■ **Challenge**
Retype the tail of the data exactly, starting at the line containing "Tag every instance of the clear" and stopping at the last line.
───── Data
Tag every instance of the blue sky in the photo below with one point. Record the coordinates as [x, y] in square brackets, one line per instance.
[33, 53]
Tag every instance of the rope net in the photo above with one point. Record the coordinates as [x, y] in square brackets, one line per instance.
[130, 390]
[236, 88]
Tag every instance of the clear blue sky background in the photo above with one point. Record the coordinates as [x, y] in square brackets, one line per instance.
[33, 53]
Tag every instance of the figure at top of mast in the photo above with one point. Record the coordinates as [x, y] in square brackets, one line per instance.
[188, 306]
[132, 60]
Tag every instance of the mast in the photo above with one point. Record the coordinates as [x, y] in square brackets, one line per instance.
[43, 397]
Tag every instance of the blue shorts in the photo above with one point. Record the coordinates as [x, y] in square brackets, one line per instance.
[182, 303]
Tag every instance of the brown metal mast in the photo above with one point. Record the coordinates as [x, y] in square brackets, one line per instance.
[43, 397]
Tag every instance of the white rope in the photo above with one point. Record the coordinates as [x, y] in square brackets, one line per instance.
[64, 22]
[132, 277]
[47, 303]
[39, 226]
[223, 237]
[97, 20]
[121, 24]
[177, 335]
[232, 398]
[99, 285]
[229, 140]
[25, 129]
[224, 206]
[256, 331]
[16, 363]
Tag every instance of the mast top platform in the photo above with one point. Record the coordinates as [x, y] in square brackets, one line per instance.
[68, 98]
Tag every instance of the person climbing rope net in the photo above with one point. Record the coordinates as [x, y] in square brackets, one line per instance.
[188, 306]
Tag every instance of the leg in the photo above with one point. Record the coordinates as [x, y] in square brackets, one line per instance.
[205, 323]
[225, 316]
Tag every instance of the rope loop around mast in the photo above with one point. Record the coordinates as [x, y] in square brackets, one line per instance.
──────────
■ **Exercise output**
Tag every instance of the clear blue sky background in the photo above with one point. Record the coordinates as [x, y] in square brackets, one line per instance.
[33, 53]
Tag every instance of the figure at top of mast in the photo above with one point. Record the coordinates as [x, y] in square brackets, one line per instance.
[188, 306]
[132, 60]
Tag every instance of the mast in the photo above with one point. Record the coordinates as [x, y] in square brackets, one line per instance.
[43, 397]
Tag every instance of the blue shorts in the photo above with one point. Record the coordinates as [x, y] in square brackets, one line per instance.
[182, 303]
Tag every instance of the brown metal mast in the photo above with one point. Record the coordinates as [x, y] in square brackets, one line per instance.
[43, 397]
Tag every instance of the white rope in the photo above with one point. Record the coordinates as [x, y] in square brackets, one line per instance.
[64, 22]
[132, 277]
[47, 303]
[39, 226]
[223, 237]
[97, 20]
[121, 24]
[177, 335]
[232, 398]
[99, 285]
[229, 140]
[25, 129]
[224, 206]
[256, 331]
[16, 363]
Tag every instance of the mast top platform in the photo above with one point. Record the coordinates as [x, y] in square brackets, one line per instance.
[68, 98]
Tag every instance of the person climbing rope net in the photo above with one point. Record the coordinates as [x, y] in square brackets, one line per instance.
[188, 306]
Tag every instance of the leg in the photo above with one point. Record the coordinates as [x, y] in square brackets, one line per instance.
[205, 323]
[225, 316]
Tag every instance of the rope loop around mast in the photo above with one point. Record the coordinates as [x, y] in square brackets, one line per instance.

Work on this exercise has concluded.